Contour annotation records
******************************
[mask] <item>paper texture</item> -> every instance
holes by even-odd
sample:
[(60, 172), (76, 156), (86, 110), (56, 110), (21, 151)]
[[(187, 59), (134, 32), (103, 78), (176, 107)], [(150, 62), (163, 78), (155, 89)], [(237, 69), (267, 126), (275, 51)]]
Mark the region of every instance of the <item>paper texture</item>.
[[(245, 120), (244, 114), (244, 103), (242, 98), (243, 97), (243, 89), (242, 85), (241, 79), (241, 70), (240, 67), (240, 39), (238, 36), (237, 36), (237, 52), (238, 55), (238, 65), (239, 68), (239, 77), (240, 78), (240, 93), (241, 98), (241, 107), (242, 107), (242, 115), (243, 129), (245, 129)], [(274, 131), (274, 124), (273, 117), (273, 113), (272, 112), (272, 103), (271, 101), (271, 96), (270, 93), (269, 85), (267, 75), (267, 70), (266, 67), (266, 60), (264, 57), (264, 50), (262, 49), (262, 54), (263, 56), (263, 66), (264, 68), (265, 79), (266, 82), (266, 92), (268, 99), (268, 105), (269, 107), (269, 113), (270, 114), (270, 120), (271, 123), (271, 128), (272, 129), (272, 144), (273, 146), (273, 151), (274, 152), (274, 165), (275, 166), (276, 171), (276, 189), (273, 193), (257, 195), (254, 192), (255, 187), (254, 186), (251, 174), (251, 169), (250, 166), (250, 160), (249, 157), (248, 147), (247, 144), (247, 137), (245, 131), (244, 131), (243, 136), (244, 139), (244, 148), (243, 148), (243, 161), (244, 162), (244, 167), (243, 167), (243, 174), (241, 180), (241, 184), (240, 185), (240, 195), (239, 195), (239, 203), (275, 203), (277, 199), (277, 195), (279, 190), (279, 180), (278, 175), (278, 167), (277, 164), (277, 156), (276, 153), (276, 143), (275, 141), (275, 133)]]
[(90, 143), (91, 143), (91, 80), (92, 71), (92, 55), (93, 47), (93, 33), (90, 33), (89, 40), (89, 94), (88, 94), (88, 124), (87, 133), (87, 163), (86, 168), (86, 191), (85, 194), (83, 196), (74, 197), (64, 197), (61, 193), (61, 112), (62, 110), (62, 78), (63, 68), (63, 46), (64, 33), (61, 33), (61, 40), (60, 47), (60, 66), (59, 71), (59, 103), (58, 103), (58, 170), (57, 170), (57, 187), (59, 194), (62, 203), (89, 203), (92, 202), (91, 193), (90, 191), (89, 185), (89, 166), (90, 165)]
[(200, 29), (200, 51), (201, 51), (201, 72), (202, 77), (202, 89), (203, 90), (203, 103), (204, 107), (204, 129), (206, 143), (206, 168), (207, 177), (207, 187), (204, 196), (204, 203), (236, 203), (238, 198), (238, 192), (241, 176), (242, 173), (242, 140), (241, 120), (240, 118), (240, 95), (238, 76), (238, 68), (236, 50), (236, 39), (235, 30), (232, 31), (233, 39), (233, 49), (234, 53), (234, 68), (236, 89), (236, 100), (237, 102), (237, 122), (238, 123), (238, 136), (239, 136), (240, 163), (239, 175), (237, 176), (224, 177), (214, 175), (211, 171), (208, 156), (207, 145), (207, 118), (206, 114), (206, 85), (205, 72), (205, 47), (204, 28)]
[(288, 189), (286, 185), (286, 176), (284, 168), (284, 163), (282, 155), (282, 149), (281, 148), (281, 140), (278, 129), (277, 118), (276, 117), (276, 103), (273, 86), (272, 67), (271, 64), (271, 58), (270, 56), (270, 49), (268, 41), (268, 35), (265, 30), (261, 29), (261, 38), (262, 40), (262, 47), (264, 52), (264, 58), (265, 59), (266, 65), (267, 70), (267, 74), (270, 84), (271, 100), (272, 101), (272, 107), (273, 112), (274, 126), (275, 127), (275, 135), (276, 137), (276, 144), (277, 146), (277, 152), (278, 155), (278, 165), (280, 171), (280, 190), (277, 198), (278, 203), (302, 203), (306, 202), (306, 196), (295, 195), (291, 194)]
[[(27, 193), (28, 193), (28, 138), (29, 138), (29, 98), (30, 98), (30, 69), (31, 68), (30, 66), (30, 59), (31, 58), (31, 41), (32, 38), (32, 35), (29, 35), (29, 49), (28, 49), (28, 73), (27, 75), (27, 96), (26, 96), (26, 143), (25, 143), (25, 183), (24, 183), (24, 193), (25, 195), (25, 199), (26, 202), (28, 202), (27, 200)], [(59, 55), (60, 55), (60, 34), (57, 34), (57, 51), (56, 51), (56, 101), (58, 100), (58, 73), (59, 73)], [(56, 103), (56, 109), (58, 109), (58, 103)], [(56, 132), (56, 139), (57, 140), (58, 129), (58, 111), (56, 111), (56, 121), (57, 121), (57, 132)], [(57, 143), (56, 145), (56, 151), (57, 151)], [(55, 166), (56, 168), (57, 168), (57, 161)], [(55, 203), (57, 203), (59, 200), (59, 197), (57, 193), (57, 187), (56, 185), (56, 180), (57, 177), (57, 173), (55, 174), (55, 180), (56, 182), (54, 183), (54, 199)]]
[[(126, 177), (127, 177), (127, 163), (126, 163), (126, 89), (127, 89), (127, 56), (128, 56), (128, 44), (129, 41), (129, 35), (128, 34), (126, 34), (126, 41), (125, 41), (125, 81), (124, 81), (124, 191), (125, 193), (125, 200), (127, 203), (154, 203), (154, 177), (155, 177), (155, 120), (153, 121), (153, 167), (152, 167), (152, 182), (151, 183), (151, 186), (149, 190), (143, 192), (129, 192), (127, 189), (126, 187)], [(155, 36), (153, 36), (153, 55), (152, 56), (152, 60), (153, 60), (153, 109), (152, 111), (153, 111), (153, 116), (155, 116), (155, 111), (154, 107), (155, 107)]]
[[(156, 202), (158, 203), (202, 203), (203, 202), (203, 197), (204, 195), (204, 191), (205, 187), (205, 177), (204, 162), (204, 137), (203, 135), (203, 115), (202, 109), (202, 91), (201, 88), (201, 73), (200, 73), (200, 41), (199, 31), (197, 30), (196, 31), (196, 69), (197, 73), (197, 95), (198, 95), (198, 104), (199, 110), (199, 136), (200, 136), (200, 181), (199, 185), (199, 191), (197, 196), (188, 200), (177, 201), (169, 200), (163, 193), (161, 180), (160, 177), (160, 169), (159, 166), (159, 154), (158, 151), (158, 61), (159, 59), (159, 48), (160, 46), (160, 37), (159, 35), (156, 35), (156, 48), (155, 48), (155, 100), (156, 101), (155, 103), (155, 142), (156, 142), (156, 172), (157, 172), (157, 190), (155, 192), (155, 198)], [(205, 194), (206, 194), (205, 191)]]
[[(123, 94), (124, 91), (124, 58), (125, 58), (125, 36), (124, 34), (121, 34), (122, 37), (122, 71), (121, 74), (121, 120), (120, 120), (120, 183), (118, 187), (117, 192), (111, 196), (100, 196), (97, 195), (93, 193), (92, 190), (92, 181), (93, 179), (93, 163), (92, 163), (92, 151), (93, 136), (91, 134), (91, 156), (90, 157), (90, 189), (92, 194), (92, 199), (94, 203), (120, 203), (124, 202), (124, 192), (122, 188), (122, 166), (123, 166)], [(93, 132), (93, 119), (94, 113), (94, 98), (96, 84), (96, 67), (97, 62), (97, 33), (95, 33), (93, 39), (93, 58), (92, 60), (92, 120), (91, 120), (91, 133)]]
******************************
#### WHAT TO WORK ON:
Extract all of the entries above, reproducing each line character for character.

#### RESPONSE TO THE TASK:
[mask] <item>paper texture</item> -> every instance
holes by even-odd
sample:
[(60, 172), (76, 156), (86, 110), (56, 110), (21, 151)]
[[(187, 59), (134, 32), (103, 78), (176, 107)], [(150, 62), (163, 78), (155, 89)], [(237, 69), (267, 126), (275, 51)]]
Mark the region of every instance of the <item>paper texture</item>.
[[(245, 120), (244, 114), (244, 103), (242, 98), (243, 97), (243, 89), (242, 85), (241, 79), (241, 70), (240, 67), (240, 39), (238, 36), (237, 36), (237, 52), (238, 55), (238, 65), (239, 68), (239, 77), (240, 78), (240, 93), (241, 98), (241, 107), (242, 107), (242, 115), (243, 129), (245, 129)], [(274, 131), (274, 124), (273, 117), (273, 113), (272, 112), (272, 103), (271, 101), (271, 96), (270, 93), (269, 85), (267, 75), (267, 70), (266, 67), (266, 60), (264, 57), (264, 50), (262, 49), (262, 54), (263, 56), (263, 66), (264, 68), (265, 79), (266, 82), (266, 92), (268, 99), (268, 105), (269, 107), (269, 113), (270, 114), (270, 120), (271, 123), (271, 128), (272, 129), (272, 144), (273, 146), (273, 151), (274, 152), (274, 165), (275, 166), (276, 171), (276, 189), (273, 193), (257, 195), (254, 192), (255, 187), (254, 186), (251, 174), (251, 169), (250, 166), (250, 160), (249, 157), (248, 147), (247, 144), (247, 137), (245, 131), (244, 131), (243, 136), (244, 139), (244, 148), (243, 148), (243, 161), (244, 162), (244, 167), (243, 167), (243, 174), (241, 180), (241, 184), (240, 185), (240, 195), (239, 195), (239, 203), (275, 203), (277, 199), (277, 195), (279, 190), (279, 180), (278, 175), (278, 167), (277, 164), (277, 156), (276, 153), (276, 143), (275, 141), (275, 133)]]
[(90, 143), (91, 143), (91, 80), (92, 71), (92, 55), (93, 47), (93, 33), (90, 33), (89, 40), (89, 94), (88, 94), (88, 124), (87, 133), (87, 163), (86, 168), (86, 191), (85, 194), (83, 196), (74, 197), (64, 197), (61, 193), (61, 112), (62, 110), (62, 78), (63, 68), (63, 46), (64, 33), (61, 33), (61, 40), (60, 47), (60, 66), (59, 71), (59, 103), (58, 103), (58, 170), (57, 170), (57, 187), (59, 194), (62, 203), (89, 203), (92, 202), (91, 193), (90, 191), (89, 185), (89, 166), (90, 165)]
[(200, 29), (200, 51), (201, 51), (201, 72), (202, 77), (202, 89), (203, 90), (203, 103), (204, 107), (204, 129), (206, 143), (206, 168), (207, 177), (207, 187), (204, 196), (204, 203), (236, 203), (238, 198), (238, 192), (241, 176), (242, 173), (242, 140), (241, 120), (240, 118), (240, 95), (238, 76), (238, 68), (236, 50), (236, 39), (235, 30), (232, 31), (233, 39), (233, 49), (234, 53), (234, 68), (236, 89), (236, 100), (237, 102), (237, 122), (238, 123), (238, 136), (239, 136), (240, 163), (239, 175), (237, 176), (224, 177), (214, 175), (211, 171), (208, 156), (207, 145), (207, 118), (206, 114), (206, 85), (205, 72), (205, 47), (204, 28)]
[(288, 189), (286, 185), (286, 176), (284, 168), (284, 163), (282, 155), (282, 149), (281, 148), (281, 140), (278, 129), (277, 118), (276, 117), (276, 103), (273, 86), (272, 67), (271, 64), (271, 58), (270, 56), (270, 49), (268, 41), (268, 35), (265, 30), (261, 29), (261, 38), (262, 40), (262, 47), (264, 52), (264, 58), (265, 59), (266, 65), (267, 70), (267, 74), (270, 84), (271, 100), (272, 101), (272, 107), (273, 112), (274, 126), (275, 127), (275, 135), (276, 137), (276, 144), (277, 146), (277, 152), (278, 155), (278, 165), (280, 171), (280, 190), (277, 198), (278, 203), (302, 203), (306, 202), (306, 196), (295, 195), (291, 194)]
[[(27, 193), (28, 193), (28, 138), (29, 138), (29, 98), (30, 98), (30, 69), (31, 68), (30, 66), (30, 59), (31, 58), (31, 41), (32, 38), (32, 35), (29, 35), (29, 49), (28, 49), (28, 73), (27, 75), (27, 96), (26, 96), (26, 143), (25, 143), (25, 183), (24, 183), (24, 193), (25, 195), (25, 199), (26, 202), (28, 202), (27, 200)], [(59, 55), (60, 55), (60, 34), (57, 34), (57, 51), (56, 51), (56, 101), (58, 100), (58, 73), (59, 73)], [(56, 103), (56, 109), (58, 109), (58, 103)], [(56, 132), (56, 139), (57, 140), (58, 129), (58, 111), (56, 111), (56, 121), (57, 121), (57, 132)], [(57, 143), (56, 145), (56, 151), (57, 151)], [(55, 166), (56, 168), (57, 168), (57, 161)], [(55, 203), (57, 203), (59, 200), (59, 197), (57, 193), (57, 187), (56, 185), (56, 180), (57, 177), (57, 173), (55, 174), (55, 180), (56, 182), (54, 183), (54, 199)]]
[[(126, 177), (127, 177), (127, 163), (126, 163), (126, 89), (127, 89), (127, 56), (128, 56), (128, 44), (129, 41), (129, 35), (128, 34), (126, 34), (126, 41), (125, 41), (125, 81), (124, 81), (124, 191), (125, 193), (125, 200), (127, 203), (154, 203), (154, 177), (155, 177), (155, 120), (153, 121), (153, 167), (152, 167), (152, 182), (151, 183), (151, 186), (149, 190), (143, 192), (129, 192), (127, 189), (126, 187)], [(155, 36), (153, 36), (153, 55), (152, 56), (152, 60), (153, 60), (153, 109), (152, 111), (153, 111), (153, 116), (155, 116), (155, 111), (154, 107), (155, 107)]]
[[(156, 202), (158, 203), (202, 203), (203, 202), (203, 197), (204, 195), (204, 191), (205, 187), (205, 177), (204, 162), (204, 137), (203, 135), (203, 115), (202, 109), (202, 91), (201, 88), (201, 73), (200, 73), (200, 41), (199, 31), (197, 30), (196, 31), (196, 69), (197, 73), (197, 95), (198, 95), (198, 104), (199, 110), (199, 136), (200, 136), (200, 181), (199, 185), (199, 191), (197, 196), (188, 200), (177, 201), (169, 200), (163, 193), (161, 180), (160, 177), (160, 169), (159, 166), (159, 154), (158, 151), (158, 61), (159, 59), (159, 48), (160, 46), (160, 37), (159, 35), (156, 35), (156, 48), (155, 48), (155, 100), (156, 101), (155, 103), (155, 142), (156, 142), (156, 172), (157, 172), (157, 190), (155, 192), (155, 198)], [(205, 194), (206, 194), (205, 191)]]
[[(123, 94), (124, 91), (124, 58), (125, 58), (125, 36), (124, 34), (121, 34), (122, 37), (122, 71), (121, 74), (121, 120), (120, 120), (120, 183), (118, 187), (117, 192), (111, 196), (100, 196), (97, 195), (93, 193), (92, 190), (92, 181), (93, 179), (93, 163), (92, 163), (92, 151), (93, 136), (91, 134), (91, 156), (90, 157), (90, 189), (92, 194), (92, 199), (94, 203), (120, 203), (124, 202), (124, 192), (122, 188), (122, 166), (123, 166)], [(93, 132), (93, 119), (94, 113), (94, 98), (96, 84), (96, 67), (97, 62), (97, 33), (95, 33), (93, 39), (93, 58), (92, 60), (92, 120), (91, 120), (91, 133)]]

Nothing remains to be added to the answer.